▶ **Task list**:
a) Please repeat the stretch of the productivity passage from "The end of North" through "just such nostalgia).", swapping "headwinds" for "obstacles".
b) Mark each statement about the productivity passage yes or no, backing every verdict with the decisive words quoted from the passage.
(i) The productivity crisis is getting more attention from policy makers and economists.
(ii) The writer feels on firm ground when discussing computer programming.
(iii) Government support for onshore wind and solar has been steady and consistent.

▶ **Exercise passage**:
----------------------------------------
The end of North Sea oil and the finance bubble cannot be reversed – these are headwinds that the economy has to overcome. We have to find new sources of productivity growth rather than looking back nostalgically at these former glories (for example, there’s a risk that the enthusiasm for fracking and fintech represent just such nostalgia).

Energy. Here, a post-privatisation dysfunctional pseudo-market has prioritised sweating existing assets rather than investing. Meanwhile there’s been an unclear and inconsistent government policy environment; sometimes the government has willed the ends without providing the means (e.g. nuclear new build), elsewhere it has introduced perverse and abrupt changes of tack (e.g. in its support for onshore wind and solar).
Lessons for policy makers: develop a rational, long-term energy strategy that will deliver the necessary decarbonisation of the energy economy. Then stick to it, driving innovation to support the strategy. For more details, read chapter 4 – Decarbonisation of the energy economy – of the Industrial Strategy Commission’s final report.

Computer programming. Here I find myself on less sure ground. Are we seeing the effects of increasing overseas outsourcing and competition, for example to India’s growing IT industry? Are we seeing the effect of more commoditisation of computer programming, with new business models such as “software as a service”?

Telecoms. Again, here I’m less certain of what’s been going on. Are we seeing the effect of lengthening product cycles as the growth in processor power slows? Is this the effect of overseas competition – for example, rapidly growing Chinese firms like Huawei – moving up the value chain? Here it’s also likely that measurement problems – in correctly accounting for improvements in quality – will be most acute.

Pharmaceuticals. As my last blogpost outlined, productivity growth in pharmaceuticals depends on new products being developed through formal R&D, their value being protected by patents. There has been a dramatic, long-term fall in the productivity of pharma R&D, so it is unsurprising that this is now feeding through into reduced labour productivity.
Lessons for policy makers: see the recent NESTA report “The Biomedical Bubble”.

Many of these issues were already discussed in my 2016 SPERI paper Innovation, research and the UK’s productivity crisis. Two years on, the productivity crisis seems even more pressing, and as the FT series illustrates, is receiving more attention from policy makers and economists (though still not enough, in view of its fundamental importance for living standards and fiscal stability). The lesson I would want to stress is that, to make progress, policy makers and economists need to go beyond generalities, and pay more attention to the detailed particulars of individual industries, sectors and regions, and the different way innovation takes place – or hasn’t being taking place – within them.

Productivity: in R&D, healthcare and the whole economy

This is a slightly adapted extract from The Biomedical Bubble: Why UK research and innovation needs a greater diversity of priorities, politics, places and people, my report for NESTA, with James Wilsdon.
----------------------------------------
▶ **Dataset items**:

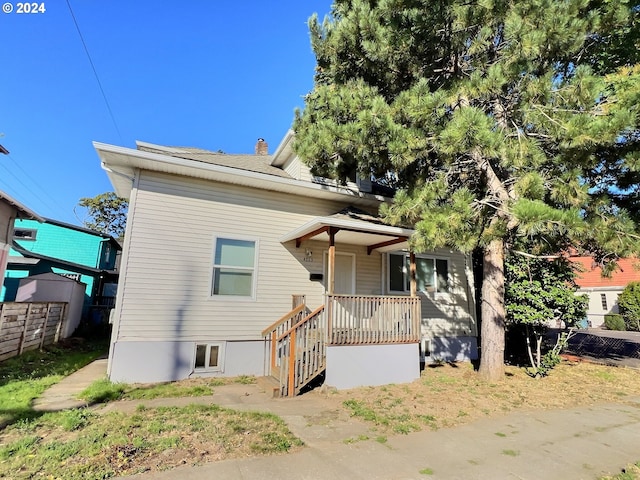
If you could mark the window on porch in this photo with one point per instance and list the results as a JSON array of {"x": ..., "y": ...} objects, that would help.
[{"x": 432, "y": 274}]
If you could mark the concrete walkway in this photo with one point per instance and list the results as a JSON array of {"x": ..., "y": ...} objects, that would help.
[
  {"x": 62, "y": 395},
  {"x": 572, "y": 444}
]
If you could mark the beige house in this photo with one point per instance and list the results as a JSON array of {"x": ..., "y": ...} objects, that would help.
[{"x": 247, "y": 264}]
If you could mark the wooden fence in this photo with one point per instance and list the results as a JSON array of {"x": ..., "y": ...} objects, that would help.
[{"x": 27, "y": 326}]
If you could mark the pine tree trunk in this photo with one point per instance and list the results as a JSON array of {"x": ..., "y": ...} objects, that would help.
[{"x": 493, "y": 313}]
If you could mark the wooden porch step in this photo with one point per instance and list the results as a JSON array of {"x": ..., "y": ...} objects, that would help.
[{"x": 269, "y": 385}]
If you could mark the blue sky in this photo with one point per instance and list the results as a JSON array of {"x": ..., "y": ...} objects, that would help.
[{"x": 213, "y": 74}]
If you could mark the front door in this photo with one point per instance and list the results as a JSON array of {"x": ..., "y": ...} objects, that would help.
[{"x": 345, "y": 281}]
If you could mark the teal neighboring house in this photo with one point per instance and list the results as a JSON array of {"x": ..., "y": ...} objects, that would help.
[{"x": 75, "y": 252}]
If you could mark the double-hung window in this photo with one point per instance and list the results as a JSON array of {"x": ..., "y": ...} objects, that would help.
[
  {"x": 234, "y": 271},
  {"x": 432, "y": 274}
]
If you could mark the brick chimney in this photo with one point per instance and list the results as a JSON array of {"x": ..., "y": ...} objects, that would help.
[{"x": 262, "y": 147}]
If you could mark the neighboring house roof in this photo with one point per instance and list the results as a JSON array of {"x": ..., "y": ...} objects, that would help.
----------------------------------------
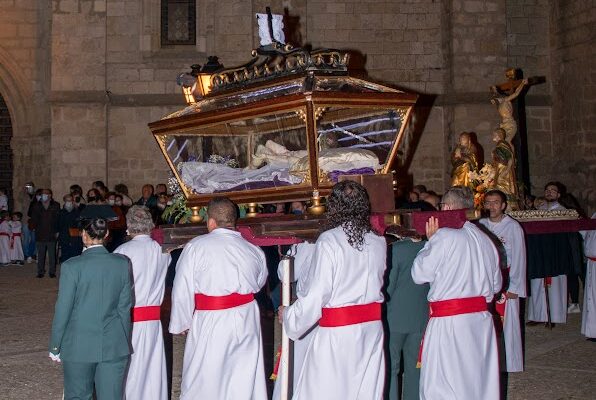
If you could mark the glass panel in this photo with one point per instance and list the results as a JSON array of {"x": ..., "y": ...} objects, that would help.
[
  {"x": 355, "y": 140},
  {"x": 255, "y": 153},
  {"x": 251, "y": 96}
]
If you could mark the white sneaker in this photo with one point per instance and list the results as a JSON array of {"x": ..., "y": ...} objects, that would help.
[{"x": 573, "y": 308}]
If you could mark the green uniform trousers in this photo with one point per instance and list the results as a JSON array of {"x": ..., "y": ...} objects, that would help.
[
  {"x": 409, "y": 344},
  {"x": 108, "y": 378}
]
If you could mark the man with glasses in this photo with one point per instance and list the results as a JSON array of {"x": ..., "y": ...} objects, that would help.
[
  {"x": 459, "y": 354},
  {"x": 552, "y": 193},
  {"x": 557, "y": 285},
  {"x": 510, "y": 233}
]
----------------------------------------
▶ **Responses for each task**:
a)
The end of North Sea oil and the finance bubble cannot be reversed – these are obstacles that the economy has to overcome. We have to find new sources of productivity growth rather than looking back nostalgically at these former glories (for example, there’s a risk that the enthusiasm for fracking and fintech represent just such nostalgia).

b)
(i) Yes: "is receiving more attention from policy makers and economists"
(ii) No: "Here I find myself on less sure ground."
(iii) No: "elsewhere it has introduced perverse and abrupt changes of tack (e.g. in its support for onshore wind and solar)"